TASK REQUIREMENTS: Return exactly the span of lines that opens with the line containing "Where can the red tiled" and closes with the last line of the data, inclusive.

(Some records)

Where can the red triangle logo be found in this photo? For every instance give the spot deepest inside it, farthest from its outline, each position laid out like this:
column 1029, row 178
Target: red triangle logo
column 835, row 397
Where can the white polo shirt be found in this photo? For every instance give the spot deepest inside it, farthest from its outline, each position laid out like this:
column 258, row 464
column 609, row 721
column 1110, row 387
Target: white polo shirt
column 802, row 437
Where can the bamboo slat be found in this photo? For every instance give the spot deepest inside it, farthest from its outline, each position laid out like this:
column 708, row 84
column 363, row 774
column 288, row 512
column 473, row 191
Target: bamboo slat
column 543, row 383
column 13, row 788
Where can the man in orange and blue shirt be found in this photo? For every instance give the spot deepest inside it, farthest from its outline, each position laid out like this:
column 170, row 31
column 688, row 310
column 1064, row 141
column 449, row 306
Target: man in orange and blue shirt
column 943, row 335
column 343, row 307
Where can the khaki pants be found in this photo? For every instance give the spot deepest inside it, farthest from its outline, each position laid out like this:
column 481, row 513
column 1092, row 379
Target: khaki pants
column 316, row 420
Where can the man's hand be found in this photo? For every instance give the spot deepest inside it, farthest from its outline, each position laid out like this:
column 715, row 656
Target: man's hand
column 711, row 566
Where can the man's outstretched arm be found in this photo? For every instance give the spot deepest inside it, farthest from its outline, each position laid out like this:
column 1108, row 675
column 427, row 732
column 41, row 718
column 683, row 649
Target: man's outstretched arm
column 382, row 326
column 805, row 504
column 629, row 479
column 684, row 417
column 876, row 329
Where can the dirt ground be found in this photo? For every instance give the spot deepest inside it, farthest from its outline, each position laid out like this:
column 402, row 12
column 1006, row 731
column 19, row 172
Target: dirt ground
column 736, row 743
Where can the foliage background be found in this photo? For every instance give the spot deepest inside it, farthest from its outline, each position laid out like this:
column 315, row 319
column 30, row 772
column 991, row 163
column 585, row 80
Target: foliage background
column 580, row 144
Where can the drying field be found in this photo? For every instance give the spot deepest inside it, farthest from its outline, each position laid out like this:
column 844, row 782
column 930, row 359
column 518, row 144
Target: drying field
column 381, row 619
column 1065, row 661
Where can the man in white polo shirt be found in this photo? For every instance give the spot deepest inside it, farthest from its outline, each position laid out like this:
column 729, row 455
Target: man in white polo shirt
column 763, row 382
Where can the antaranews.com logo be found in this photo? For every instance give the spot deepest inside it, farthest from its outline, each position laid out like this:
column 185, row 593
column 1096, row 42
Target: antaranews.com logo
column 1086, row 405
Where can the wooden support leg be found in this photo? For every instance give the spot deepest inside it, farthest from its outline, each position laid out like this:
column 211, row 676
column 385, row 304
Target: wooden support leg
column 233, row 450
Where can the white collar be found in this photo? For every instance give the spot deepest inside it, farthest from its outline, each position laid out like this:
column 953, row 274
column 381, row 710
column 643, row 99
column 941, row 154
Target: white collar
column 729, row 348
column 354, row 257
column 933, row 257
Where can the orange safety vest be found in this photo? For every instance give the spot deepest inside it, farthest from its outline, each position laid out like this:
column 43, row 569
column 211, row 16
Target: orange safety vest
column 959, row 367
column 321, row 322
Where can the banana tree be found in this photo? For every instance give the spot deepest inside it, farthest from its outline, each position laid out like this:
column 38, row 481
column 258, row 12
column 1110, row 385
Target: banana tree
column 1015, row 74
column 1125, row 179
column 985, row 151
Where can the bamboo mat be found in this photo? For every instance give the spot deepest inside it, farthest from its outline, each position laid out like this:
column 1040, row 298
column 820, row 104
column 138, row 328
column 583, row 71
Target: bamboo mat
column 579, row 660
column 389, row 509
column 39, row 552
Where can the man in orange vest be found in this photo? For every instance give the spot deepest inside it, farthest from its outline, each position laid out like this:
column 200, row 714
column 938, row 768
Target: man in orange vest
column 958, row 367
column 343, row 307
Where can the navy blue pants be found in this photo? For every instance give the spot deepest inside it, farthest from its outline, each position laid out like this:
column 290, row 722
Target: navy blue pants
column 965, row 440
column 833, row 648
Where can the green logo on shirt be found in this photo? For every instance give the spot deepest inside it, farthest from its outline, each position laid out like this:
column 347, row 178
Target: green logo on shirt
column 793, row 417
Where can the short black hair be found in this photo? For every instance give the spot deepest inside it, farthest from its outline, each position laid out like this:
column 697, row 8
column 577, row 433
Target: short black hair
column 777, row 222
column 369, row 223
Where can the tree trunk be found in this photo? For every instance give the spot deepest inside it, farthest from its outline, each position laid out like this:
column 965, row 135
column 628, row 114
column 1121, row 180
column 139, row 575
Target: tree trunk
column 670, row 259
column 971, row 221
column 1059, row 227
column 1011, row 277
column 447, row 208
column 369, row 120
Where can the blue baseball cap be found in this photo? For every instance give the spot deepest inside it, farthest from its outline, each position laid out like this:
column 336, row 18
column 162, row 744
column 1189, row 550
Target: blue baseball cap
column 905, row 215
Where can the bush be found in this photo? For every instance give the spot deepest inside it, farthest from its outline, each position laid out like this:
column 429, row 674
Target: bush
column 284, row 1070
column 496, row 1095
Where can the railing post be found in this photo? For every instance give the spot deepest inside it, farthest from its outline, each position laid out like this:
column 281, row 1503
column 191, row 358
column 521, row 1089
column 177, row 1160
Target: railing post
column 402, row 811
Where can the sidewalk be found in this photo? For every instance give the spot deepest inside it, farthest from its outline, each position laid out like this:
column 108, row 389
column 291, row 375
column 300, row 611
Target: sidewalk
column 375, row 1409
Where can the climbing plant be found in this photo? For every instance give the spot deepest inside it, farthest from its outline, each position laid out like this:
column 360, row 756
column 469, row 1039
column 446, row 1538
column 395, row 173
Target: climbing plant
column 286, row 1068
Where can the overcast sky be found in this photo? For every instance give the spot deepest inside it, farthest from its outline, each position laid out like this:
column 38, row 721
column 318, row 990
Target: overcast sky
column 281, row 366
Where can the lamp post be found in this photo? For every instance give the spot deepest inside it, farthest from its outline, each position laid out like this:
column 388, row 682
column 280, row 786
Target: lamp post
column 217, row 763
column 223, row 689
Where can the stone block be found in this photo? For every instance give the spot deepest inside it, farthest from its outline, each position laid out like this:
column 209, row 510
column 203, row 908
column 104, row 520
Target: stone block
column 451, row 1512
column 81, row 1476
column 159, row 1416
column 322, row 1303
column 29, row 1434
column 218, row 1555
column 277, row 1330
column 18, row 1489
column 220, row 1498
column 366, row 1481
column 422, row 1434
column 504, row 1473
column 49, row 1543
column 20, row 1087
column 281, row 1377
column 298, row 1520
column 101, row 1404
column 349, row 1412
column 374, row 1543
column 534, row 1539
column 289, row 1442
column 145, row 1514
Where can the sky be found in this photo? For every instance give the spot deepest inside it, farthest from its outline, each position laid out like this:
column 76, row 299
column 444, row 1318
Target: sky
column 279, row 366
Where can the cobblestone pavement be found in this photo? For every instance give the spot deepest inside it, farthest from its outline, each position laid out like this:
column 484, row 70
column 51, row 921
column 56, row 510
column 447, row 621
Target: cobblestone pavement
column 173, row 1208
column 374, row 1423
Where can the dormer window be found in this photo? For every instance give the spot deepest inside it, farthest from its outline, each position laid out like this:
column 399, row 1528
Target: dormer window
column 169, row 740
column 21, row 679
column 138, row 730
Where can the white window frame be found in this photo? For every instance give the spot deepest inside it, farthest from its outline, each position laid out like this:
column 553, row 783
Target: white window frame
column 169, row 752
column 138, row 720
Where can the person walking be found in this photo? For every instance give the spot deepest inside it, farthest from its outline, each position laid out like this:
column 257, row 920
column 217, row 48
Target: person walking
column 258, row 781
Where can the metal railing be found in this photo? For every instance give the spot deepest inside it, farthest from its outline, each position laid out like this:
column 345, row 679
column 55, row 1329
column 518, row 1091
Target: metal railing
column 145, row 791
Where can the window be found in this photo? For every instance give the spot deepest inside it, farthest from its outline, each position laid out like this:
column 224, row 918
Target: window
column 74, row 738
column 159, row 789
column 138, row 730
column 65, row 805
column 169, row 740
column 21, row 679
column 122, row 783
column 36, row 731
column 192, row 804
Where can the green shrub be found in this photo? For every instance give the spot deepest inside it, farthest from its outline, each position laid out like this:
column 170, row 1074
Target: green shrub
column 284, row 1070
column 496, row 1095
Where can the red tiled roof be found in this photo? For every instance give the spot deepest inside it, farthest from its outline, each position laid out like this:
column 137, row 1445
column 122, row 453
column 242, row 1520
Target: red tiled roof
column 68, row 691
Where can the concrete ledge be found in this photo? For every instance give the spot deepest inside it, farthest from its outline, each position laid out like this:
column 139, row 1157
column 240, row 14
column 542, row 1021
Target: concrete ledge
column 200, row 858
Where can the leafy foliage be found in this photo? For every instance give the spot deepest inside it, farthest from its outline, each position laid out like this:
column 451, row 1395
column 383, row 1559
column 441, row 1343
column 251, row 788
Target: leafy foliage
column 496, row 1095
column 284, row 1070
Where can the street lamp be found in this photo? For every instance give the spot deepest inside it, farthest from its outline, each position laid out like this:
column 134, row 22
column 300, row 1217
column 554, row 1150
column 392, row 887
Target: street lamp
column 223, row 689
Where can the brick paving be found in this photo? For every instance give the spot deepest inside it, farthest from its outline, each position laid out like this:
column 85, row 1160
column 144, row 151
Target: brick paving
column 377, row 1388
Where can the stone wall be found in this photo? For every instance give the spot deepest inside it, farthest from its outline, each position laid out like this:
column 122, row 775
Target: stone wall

WRITTEN ANSWER:
Where can the red tiled roof be found in this photo? For every instance give the spot deepest inside it, farthest from its outline, each position laid out like this:
column 137, row 1445
column 122, row 453
column 242, row 1520
Target: red tiled roof
column 68, row 691
Where can the concrete ledge be found in this photo? For every instance give the spot deepest inside it, farthest from its outline, each position laid out like this:
column 139, row 1157
column 240, row 14
column 542, row 1021
Target: concrete ledge
column 200, row 858
Where can the leafy foliage be found in this photo? For every instance give the spot deepest inside it, farthest from its outline, each position laid out like this:
column 451, row 1395
column 383, row 1559
column 441, row 1343
column 251, row 788
Target: leafy foliage
column 496, row 1095
column 284, row 1070
Where can the street lamp be found in this photo? For every instance give the spot deepest inside it, farthest from its outline, each position laid out like this:
column 134, row 22
column 300, row 1217
column 554, row 1150
column 392, row 887
Target: street lamp
column 223, row 689
Where can the brick paving be found in this photo? For every instance give the spot deepest inside it, farthest from its outline, each position laid out like this:
column 85, row 1160
column 144, row 151
Target: brick paving
column 377, row 1388
Where can the stone wall be found in this photo? For every instance give the spot deepest inside it, farthest from its outline, each position laid out like this:
column 122, row 775
Target: stone wall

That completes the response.